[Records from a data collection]

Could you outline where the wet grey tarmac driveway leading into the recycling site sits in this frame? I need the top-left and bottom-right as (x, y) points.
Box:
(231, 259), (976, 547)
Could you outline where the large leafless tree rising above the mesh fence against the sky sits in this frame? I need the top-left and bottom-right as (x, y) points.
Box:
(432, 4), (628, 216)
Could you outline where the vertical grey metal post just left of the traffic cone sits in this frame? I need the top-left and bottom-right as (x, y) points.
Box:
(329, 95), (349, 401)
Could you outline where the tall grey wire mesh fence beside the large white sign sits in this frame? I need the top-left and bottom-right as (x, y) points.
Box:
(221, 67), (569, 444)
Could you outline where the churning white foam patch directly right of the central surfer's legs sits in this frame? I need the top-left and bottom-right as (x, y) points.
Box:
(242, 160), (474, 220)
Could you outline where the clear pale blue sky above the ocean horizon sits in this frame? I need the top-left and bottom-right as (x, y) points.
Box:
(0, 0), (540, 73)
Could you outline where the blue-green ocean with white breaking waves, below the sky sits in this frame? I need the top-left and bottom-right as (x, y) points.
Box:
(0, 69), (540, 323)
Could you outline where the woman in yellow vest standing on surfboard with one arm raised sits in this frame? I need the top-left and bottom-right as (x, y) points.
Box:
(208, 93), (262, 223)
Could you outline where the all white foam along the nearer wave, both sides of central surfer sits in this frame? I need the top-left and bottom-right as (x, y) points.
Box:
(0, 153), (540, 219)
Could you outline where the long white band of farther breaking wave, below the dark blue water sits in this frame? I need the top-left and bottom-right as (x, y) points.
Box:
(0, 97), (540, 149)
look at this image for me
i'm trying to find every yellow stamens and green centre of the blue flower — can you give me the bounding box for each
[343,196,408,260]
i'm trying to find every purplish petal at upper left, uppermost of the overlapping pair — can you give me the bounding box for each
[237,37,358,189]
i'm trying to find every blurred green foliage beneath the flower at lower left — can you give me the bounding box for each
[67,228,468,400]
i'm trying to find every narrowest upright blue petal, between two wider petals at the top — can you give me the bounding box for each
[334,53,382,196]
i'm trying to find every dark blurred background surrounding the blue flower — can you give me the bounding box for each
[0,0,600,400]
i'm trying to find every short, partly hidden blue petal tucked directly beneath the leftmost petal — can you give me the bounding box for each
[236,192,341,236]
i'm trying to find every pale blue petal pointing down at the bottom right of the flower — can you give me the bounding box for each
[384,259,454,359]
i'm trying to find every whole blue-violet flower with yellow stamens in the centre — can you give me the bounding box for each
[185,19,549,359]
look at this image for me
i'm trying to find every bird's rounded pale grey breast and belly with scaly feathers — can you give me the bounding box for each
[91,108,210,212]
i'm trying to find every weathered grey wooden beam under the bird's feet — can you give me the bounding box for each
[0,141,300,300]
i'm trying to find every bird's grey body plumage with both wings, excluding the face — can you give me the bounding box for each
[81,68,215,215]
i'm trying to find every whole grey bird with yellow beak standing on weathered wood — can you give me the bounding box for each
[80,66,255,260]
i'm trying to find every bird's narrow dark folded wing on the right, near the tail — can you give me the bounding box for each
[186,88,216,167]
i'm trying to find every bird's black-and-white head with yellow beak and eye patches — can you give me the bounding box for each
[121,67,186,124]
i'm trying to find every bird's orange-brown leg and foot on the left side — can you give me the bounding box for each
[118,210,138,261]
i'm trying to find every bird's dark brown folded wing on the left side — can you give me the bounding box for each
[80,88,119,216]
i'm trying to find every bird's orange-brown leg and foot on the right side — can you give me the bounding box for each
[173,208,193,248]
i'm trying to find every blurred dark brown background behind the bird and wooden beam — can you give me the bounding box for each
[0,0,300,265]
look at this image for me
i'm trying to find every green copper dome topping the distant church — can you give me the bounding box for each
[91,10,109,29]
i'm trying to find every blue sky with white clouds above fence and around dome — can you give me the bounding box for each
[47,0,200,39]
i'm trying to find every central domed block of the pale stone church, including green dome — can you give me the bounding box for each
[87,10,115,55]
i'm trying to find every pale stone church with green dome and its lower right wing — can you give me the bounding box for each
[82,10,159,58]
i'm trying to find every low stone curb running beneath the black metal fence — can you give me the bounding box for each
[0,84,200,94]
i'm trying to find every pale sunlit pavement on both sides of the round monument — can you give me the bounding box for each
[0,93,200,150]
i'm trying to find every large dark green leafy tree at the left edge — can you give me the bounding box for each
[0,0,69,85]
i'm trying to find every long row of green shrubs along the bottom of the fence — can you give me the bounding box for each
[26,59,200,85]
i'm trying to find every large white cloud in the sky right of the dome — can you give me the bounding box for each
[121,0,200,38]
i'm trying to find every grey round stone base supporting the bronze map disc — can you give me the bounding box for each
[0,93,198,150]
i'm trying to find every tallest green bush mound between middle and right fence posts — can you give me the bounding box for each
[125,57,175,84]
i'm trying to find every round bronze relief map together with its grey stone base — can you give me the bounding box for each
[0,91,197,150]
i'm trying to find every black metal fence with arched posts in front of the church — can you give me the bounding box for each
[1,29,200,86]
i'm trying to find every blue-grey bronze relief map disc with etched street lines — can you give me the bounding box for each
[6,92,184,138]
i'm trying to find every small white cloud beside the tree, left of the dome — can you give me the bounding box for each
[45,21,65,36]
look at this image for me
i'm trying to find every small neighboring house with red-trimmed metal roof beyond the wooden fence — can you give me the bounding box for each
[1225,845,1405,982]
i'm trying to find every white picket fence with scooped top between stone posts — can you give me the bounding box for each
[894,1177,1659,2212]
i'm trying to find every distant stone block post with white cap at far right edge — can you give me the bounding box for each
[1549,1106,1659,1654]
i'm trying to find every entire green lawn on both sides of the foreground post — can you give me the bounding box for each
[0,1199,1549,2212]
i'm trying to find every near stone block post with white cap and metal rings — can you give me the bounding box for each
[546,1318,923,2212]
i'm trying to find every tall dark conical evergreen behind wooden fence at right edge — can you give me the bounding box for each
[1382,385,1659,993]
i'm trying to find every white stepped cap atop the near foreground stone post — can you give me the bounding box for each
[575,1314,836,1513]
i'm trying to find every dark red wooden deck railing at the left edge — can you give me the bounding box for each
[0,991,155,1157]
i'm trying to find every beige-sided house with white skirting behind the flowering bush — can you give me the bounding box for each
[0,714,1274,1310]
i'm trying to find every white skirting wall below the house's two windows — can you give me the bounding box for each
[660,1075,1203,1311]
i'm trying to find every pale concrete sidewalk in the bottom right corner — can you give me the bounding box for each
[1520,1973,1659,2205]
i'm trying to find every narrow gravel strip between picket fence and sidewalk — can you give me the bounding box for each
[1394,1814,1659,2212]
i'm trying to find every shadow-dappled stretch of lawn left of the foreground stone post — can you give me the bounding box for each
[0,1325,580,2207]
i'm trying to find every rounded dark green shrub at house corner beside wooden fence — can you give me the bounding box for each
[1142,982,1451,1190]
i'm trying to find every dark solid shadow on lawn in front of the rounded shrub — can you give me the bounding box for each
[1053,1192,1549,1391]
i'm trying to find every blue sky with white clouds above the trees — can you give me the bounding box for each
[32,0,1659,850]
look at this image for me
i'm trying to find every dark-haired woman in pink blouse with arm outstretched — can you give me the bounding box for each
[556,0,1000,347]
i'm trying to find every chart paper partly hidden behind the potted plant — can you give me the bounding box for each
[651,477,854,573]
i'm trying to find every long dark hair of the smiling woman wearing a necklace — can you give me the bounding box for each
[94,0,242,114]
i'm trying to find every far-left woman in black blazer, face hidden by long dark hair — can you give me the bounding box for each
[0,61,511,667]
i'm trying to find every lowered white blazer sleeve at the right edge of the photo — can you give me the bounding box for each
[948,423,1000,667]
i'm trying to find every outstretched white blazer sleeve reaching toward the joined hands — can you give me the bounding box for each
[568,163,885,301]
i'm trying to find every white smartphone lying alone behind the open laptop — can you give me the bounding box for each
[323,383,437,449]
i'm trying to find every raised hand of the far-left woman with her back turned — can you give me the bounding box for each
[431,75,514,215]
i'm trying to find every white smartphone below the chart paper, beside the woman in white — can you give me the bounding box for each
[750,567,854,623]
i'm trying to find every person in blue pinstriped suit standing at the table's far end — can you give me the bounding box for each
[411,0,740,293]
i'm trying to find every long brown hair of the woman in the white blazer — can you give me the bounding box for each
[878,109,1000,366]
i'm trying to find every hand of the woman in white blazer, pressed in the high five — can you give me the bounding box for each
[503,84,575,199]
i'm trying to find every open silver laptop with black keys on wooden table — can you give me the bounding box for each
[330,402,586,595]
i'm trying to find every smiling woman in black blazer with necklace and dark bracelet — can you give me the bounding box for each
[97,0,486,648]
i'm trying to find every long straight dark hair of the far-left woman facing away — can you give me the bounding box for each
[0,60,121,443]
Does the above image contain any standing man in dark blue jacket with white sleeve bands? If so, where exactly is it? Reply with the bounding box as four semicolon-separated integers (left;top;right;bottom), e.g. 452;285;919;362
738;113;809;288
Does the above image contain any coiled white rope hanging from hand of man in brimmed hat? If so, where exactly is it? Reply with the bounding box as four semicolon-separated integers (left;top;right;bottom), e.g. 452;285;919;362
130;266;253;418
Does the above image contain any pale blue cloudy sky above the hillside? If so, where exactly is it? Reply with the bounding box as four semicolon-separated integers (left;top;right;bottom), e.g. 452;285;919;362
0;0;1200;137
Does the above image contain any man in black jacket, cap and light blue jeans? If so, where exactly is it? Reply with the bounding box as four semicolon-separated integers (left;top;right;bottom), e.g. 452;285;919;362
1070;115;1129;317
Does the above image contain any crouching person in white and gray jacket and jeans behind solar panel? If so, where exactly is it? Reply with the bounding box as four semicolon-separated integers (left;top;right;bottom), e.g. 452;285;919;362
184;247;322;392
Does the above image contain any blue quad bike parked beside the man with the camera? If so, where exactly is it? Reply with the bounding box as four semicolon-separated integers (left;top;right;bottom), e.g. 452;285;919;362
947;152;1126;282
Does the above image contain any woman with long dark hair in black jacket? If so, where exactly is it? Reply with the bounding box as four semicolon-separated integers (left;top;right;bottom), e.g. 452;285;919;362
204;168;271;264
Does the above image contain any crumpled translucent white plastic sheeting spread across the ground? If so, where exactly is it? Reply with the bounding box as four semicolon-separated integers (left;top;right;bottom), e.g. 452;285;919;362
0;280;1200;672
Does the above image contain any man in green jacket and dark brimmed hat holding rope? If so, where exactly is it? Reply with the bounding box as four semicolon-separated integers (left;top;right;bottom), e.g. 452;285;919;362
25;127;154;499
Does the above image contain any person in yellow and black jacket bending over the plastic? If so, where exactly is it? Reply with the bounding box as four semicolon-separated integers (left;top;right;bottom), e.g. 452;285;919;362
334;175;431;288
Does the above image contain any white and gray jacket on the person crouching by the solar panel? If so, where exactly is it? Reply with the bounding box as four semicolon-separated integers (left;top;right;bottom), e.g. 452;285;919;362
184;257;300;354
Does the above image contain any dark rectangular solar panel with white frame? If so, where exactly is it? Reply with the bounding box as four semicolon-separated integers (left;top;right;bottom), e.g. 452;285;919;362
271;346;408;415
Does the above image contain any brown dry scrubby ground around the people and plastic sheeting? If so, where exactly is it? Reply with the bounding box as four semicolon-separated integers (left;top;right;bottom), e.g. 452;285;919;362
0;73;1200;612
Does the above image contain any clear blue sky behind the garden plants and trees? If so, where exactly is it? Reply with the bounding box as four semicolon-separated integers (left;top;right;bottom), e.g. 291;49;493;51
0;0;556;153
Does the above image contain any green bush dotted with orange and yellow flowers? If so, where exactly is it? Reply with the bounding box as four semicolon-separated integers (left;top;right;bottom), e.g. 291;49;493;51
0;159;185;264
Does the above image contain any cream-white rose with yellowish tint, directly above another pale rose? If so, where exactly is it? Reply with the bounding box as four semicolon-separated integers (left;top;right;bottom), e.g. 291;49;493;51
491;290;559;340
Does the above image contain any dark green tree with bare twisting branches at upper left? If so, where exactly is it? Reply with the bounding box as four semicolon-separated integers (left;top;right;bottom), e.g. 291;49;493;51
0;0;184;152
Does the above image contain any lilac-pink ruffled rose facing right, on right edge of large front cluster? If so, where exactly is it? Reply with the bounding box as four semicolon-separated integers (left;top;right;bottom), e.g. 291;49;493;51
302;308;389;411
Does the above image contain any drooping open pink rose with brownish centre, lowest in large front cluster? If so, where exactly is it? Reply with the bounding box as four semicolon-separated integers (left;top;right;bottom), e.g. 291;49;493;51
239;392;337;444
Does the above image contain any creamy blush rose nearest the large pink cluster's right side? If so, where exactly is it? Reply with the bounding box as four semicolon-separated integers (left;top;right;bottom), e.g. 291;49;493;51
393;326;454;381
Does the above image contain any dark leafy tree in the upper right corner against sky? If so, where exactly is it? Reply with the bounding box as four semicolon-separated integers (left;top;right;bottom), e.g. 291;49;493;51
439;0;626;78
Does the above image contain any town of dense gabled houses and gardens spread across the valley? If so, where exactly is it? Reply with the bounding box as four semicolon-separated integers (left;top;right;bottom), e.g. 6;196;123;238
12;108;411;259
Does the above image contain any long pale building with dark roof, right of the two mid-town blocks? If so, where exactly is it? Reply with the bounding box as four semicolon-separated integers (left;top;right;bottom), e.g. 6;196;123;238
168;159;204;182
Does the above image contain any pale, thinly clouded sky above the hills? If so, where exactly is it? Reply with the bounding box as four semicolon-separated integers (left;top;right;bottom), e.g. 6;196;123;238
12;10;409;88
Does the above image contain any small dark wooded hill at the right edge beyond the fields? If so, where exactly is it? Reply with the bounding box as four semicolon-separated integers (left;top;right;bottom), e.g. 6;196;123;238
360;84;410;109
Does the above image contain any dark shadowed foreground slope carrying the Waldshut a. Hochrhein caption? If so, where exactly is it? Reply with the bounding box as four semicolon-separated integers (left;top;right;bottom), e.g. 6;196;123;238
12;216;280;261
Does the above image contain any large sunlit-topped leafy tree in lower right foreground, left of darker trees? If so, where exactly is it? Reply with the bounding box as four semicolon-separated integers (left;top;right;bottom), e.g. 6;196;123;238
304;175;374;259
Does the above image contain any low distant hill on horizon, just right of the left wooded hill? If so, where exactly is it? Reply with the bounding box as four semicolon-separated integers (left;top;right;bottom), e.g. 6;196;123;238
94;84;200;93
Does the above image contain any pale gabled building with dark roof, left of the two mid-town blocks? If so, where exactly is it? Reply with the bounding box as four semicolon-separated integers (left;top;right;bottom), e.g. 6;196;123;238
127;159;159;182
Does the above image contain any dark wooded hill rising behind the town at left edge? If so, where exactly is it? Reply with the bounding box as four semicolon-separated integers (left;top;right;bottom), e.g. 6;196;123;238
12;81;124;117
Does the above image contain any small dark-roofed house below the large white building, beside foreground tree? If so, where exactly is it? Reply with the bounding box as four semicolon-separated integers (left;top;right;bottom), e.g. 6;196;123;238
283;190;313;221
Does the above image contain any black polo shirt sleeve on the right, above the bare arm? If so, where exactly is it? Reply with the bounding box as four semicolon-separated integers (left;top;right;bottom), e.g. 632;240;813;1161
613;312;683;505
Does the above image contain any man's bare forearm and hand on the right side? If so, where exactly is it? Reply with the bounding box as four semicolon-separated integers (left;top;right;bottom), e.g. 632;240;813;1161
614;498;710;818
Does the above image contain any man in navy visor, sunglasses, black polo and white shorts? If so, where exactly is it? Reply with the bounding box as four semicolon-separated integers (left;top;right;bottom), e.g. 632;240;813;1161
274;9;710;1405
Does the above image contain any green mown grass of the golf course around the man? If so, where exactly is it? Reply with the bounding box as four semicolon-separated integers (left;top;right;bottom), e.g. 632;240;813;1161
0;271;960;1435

Problem details:
After locating the line that contains "Could you outline where the clear", please copy exactly every line from the start of the records through it, and nothing else.

Expected output:
Could you outline where the wet grey tarmac driveway leading into the recycling site sits in this frame? I need the top-left and bottom-right as (x, y) points.
Box:
(231, 259), (976, 547)
Could you outline where the large leafless tree rising above the mesh fence against the sky sits in this frame? I need the top-left and bottom-right as (x, y) points.
Box:
(432, 4), (628, 216)
Could you outline where the vertical grey metal post just left of the traffic cone sits in this frame? I need the top-left and bottom-right as (x, y) points.
Box:
(329, 95), (349, 401)
Could you outline where the tall grey wire mesh fence beside the large white sign sits in this frame? I need the top-left and bottom-right as (x, y) points.
Box:
(221, 67), (569, 444)
Could you outline where the churning white foam patch directly right of the central surfer's legs sits in this frame? I need the top-left and bottom-right as (x, y) points.
Box:
(242, 160), (474, 220)
Could you outline where the clear pale blue sky above the ocean horizon sits in this frame? I need the top-left and bottom-right as (x, y) points.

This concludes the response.